▶ _What is needed_
Copy the rows word for word, from the start up to and including the line with "point(227, 459)". Leave the pictures out of your copy.

▶ _Stored data_

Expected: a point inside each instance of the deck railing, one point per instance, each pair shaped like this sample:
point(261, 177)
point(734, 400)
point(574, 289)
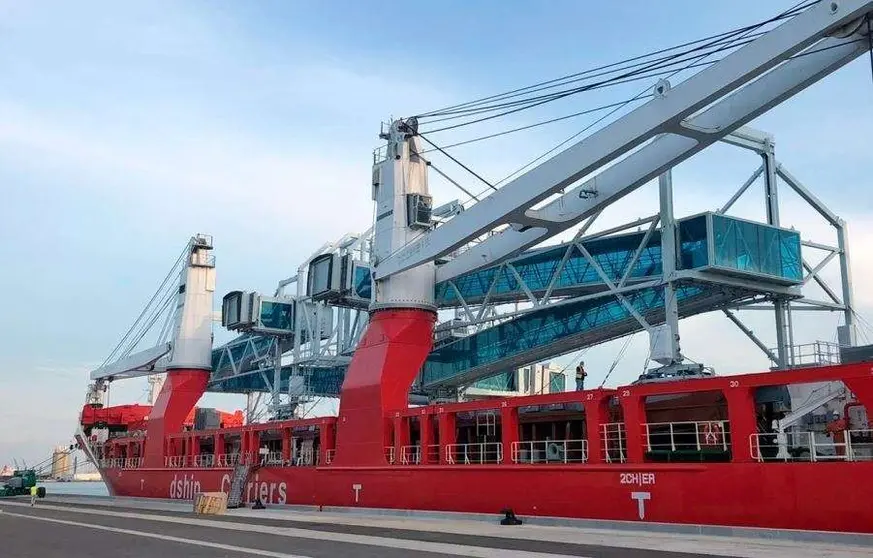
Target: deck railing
point(614, 440)
point(550, 451)
point(687, 435)
point(806, 446)
point(272, 459)
point(305, 458)
point(121, 462)
point(410, 455)
point(476, 453)
point(389, 454)
point(227, 459)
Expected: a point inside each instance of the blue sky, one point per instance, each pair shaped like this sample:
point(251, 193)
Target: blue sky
point(125, 128)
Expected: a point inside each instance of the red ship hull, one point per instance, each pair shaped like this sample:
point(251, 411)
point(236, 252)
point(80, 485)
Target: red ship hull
point(808, 496)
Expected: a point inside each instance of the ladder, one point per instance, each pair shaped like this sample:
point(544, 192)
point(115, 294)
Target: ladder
point(237, 485)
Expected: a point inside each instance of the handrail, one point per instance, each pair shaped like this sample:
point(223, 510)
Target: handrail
point(227, 460)
point(272, 458)
point(550, 451)
point(305, 458)
point(474, 453)
point(793, 446)
point(614, 439)
point(389, 454)
point(707, 434)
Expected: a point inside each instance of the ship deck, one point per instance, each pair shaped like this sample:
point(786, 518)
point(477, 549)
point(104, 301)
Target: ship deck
point(97, 527)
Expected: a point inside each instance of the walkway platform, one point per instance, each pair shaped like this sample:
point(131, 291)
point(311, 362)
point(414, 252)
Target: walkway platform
point(95, 527)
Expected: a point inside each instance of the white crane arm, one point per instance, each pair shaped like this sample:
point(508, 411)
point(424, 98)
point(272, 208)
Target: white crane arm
point(660, 154)
point(662, 115)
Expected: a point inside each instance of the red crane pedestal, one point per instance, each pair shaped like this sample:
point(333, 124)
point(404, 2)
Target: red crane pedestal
point(389, 357)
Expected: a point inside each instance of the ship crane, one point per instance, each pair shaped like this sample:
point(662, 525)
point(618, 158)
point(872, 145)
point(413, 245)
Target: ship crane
point(675, 124)
point(409, 256)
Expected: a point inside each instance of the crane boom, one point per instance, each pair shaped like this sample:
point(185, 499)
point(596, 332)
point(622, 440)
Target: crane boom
point(734, 91)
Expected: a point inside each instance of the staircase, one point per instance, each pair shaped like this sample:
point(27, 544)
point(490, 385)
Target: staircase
point(241, 474)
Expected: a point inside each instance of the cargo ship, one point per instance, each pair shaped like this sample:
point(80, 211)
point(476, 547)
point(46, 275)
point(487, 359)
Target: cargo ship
point(789, 447)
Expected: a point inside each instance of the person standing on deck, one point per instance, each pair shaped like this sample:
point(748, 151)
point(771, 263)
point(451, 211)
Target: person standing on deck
point(580, 376)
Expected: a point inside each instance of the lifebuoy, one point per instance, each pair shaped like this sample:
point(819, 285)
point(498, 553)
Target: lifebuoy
point(712, 434)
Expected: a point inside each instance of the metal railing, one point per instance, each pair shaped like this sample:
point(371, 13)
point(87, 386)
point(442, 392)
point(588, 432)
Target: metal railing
point(410, 455)
point(176, 461)
point(475, 453)
point(204, 460)
point(614, 439)
point(550, 451)
point(226, 460)
point(860, 444)
point(687, 435)
point(846, 445)
point(272, 458)
point(389, 454)
point(121, 462)
point(305, 458)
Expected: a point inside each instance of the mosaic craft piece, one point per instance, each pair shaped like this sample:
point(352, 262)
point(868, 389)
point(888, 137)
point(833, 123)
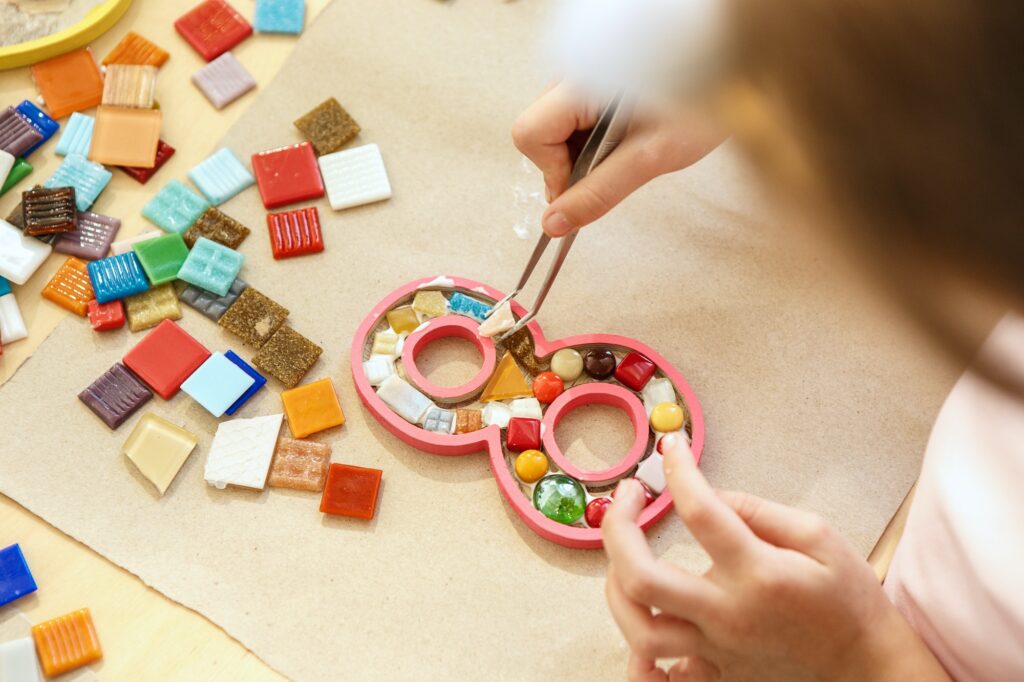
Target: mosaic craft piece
point(152, 307)
point(39, 120)
point(20, 256)
point(351, 492)
point(70, 288)
point(126, 136)
point(129, 85)
point(69, 83)
point(287, 175)
point(142, 175)
point(253, 317)
point(217, 384)
point(116, 395)
point(210, 304)
point(280, 15)
point(133, 48)
point(77, 135)
point(162, 257)
point(354, 177)
point(287, 356)
point(67, 643)
point(159, 449)
point(223, 80)
point(88, 178)
point(299, 465)
point(174, 208)
point(117, 276)
point(216, 225)
point(16, 134)
point(212, 266)
point(242, 452)
point(295, 232)
point(213, 28)
point(220, 176)
point(258, 382)
point(328, 127)
point(553, 497)
point(165, 357)
point(48, 211)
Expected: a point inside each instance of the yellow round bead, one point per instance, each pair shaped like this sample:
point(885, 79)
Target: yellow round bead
point(667, 417)
point(530, 465)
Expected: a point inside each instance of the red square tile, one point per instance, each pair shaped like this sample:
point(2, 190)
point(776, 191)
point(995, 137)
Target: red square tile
point(350, 491)
point(104, 316)
point(213, 28)
point(165, 357)
point(288, 175)
point(635, 371)
point(523, 434)
point(295, 232)
point(164, 152)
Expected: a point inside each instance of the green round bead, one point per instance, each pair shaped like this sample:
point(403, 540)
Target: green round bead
point(560, 499)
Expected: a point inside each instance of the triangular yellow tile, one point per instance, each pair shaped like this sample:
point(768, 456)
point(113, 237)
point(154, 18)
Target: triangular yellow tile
point(507, 382)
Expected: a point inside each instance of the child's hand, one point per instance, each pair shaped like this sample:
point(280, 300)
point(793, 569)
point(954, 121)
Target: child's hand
point(787, 598)
point(655, 144)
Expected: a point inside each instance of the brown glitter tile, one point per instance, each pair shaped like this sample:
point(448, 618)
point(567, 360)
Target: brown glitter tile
point(215, 224)
point(467, 420)
point(329, 127)
point(253, 317)
point(49, 211)
point(300, 465)
point(287, 356)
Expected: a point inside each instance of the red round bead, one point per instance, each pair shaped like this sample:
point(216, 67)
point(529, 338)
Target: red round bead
point(548, 386)
point(595, 511)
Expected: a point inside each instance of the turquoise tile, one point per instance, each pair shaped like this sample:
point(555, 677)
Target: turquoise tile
point(220, 176)
point(174, 208)
point(88, 179)
point(217, 384)
point(212, 266)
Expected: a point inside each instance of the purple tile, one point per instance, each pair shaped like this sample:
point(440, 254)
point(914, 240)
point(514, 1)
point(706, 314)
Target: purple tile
point(116, 395)
point(16, 134)
point(92, 239)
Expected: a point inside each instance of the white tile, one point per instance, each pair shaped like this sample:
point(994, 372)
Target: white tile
point(242, 451)
point(355, 176)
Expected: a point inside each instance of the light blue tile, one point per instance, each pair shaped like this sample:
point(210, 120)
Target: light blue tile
point(77, 135)
point(220, 176)
point(217, 384)
point(174, 208)
point(212, 266)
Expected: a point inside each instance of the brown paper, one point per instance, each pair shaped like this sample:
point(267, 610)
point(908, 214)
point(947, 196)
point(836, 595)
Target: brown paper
point(814, 393)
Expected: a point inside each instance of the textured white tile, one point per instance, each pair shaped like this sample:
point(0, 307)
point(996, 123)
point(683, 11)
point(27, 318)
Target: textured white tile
point(353, 177)
point(242, 451)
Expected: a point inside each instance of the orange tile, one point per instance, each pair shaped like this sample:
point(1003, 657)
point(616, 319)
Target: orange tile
point(124, 136)
point(71, 287)
point(133, 48)
point(69, 83)
point(312, 408)
point(67, 642)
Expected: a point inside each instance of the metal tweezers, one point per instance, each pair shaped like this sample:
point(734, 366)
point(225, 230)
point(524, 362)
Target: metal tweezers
point(604, 137)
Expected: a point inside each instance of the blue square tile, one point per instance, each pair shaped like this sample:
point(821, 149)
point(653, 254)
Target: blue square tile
point(212, 266)
point(220, 176)
point(217, 384)
point(15, 579)
point(117, 276)
point(258, 379)
point(280, 15)
point(174, 208)
point(88, 179)
point(40, 121)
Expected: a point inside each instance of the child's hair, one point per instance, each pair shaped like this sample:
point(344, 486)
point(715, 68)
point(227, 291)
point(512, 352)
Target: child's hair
point(905, 119)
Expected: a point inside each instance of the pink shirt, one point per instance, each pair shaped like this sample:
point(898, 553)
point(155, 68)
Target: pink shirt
point(957, 574)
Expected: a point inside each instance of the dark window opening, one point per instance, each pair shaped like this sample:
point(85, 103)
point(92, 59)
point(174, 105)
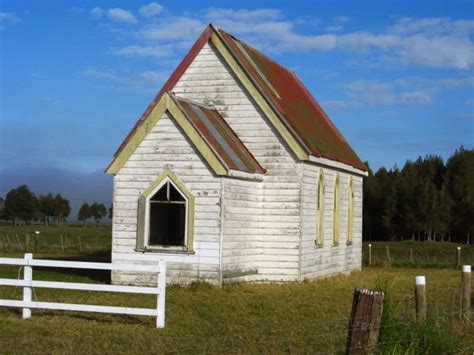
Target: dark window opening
point(167, 217)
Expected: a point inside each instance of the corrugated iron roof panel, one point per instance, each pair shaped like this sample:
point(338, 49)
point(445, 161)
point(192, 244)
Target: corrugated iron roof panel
point(219, 136)
point(299, 110)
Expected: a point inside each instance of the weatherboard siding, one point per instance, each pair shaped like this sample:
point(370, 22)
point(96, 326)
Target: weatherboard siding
point(267, 228)
point(329, 259)
point(166, 146)
point(270, 244)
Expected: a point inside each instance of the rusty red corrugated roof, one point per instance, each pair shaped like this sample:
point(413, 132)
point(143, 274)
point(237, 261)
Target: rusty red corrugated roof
point(290, 99)
point(295, 105)
point(219, 136)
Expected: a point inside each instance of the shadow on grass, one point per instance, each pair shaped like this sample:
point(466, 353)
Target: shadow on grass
point(102, 276)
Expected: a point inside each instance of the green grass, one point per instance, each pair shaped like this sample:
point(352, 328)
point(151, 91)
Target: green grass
point(308, 317)
point(77, 240)
point(297, 317)
point(425, 254)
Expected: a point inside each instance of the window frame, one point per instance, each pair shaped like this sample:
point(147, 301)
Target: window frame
point(350, 213)
point(320, 196)
point(336, 212)
point(143, 220)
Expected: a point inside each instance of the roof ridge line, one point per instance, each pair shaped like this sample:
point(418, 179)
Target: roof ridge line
point(177, 97)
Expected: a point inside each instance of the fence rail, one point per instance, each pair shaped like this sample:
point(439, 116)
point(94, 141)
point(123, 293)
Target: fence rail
point(28, 284)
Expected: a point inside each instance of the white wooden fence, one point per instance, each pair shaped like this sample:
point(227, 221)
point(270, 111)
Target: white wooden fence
point(28, 284)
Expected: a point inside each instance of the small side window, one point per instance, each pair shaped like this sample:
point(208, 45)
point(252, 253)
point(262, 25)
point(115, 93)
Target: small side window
point(335, 239)
point(350, 213)
point(320, 211)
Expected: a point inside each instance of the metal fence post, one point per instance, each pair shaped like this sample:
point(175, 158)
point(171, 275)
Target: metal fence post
point(370, 254)
point(466, 291)
point(160, 303)
point(27, 277)
point(420, 296)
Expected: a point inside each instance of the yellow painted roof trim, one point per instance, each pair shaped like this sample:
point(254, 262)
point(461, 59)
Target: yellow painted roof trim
point(166, 104)
point(294, 145)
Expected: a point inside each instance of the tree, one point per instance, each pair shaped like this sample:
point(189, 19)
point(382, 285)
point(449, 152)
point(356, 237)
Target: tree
point(98, 211)
point(460, 178)
point(85, 213)
point(46, 204)
point(62, 209)
point(20, 203)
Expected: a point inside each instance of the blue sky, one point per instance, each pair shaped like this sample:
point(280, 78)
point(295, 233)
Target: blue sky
point(395, 77)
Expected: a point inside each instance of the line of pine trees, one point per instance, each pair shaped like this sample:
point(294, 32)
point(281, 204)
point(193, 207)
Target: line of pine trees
point(94, 210)
point(425, 200)
point(23, 206)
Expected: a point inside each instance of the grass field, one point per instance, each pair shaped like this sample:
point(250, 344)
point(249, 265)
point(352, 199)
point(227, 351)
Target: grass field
point(77, 240)
point(425, 254)
point(258, 318)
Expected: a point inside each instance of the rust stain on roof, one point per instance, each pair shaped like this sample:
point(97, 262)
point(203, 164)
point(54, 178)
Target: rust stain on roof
point(295, 105)
point(219, 136)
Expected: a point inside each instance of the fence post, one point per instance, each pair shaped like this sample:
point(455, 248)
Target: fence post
point(160, 302)
point(420, 296)
point(370, 254)
point(466, 292)
point(389, 261)
point(364, 324)
point(27, 277)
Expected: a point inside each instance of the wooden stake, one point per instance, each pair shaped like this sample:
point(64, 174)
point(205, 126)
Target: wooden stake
point(17, 240)
point(466, 292)
point(27, 276)
point(364, 324)
point(420, 296)
point(370, 254)
point(389, 261)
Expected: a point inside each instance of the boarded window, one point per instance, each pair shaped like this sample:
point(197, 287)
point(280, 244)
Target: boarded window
point(335, 238)
point(167, 221)
point(320, 211)
point(350, 214)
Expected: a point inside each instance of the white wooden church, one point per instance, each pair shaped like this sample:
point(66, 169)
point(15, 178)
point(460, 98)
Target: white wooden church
point(235, 173)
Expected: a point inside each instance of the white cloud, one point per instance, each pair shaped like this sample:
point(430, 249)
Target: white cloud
point(413, 91)
point(173, 29)
point(340, 20)
point(8, 18)
point(424, 42)
point(150, 10)
point(146, 80)
point(416, 97)
point(121, 15)
point(469, 102)
point(146, 51)
point(97, 12)
point(334, 28)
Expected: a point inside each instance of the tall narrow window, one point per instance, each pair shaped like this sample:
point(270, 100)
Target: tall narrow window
point(167, 218)
point(320, 211)
point(350, 213)
point(335, 238)
point(165, 215)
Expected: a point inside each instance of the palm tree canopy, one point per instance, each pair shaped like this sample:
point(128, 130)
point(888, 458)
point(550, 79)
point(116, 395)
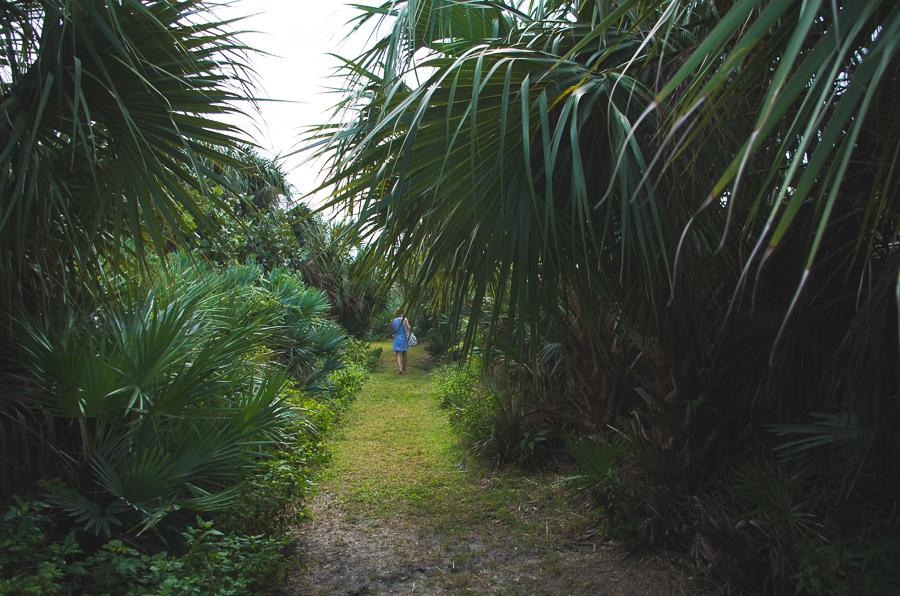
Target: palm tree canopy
point(549, 155)
point(108, 109)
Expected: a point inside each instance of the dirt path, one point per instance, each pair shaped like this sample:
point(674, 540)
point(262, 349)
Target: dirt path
point(402, 510)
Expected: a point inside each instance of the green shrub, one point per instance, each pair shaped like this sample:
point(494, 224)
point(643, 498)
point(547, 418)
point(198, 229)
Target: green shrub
point(347, 382)
point(34, 561)
point(361, 353)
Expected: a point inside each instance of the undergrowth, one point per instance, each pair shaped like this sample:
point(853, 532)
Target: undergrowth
point(232, 551)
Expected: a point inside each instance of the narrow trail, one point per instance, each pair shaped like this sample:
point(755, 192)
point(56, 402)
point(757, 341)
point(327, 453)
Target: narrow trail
point(401, 509)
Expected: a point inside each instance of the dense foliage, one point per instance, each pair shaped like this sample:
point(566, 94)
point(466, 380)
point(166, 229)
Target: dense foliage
point(169, 355)
point(680, 218)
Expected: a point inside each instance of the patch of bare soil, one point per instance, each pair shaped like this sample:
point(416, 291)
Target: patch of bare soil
point(348, 554)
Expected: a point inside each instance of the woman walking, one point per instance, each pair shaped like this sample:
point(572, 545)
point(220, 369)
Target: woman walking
point(400, 333)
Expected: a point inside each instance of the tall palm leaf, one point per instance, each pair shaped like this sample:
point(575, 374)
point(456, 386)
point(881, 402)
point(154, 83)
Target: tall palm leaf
point(107, 110)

▶ _Reply_
Expected: a point inside each instance of the deck railing, one point per instance, each pair shaped like this sample:
point(261, 177)
point(734, 400)
point(574, 289)
Target: deck railing
point(614, 440)
point(550, 451)
point(687, 435)
point(806, 446)
point(272, 459)
point(305, 458)
point(121, 462)
point(410, 455)
point(476, 453)
point(389, 454)
point(227, 459)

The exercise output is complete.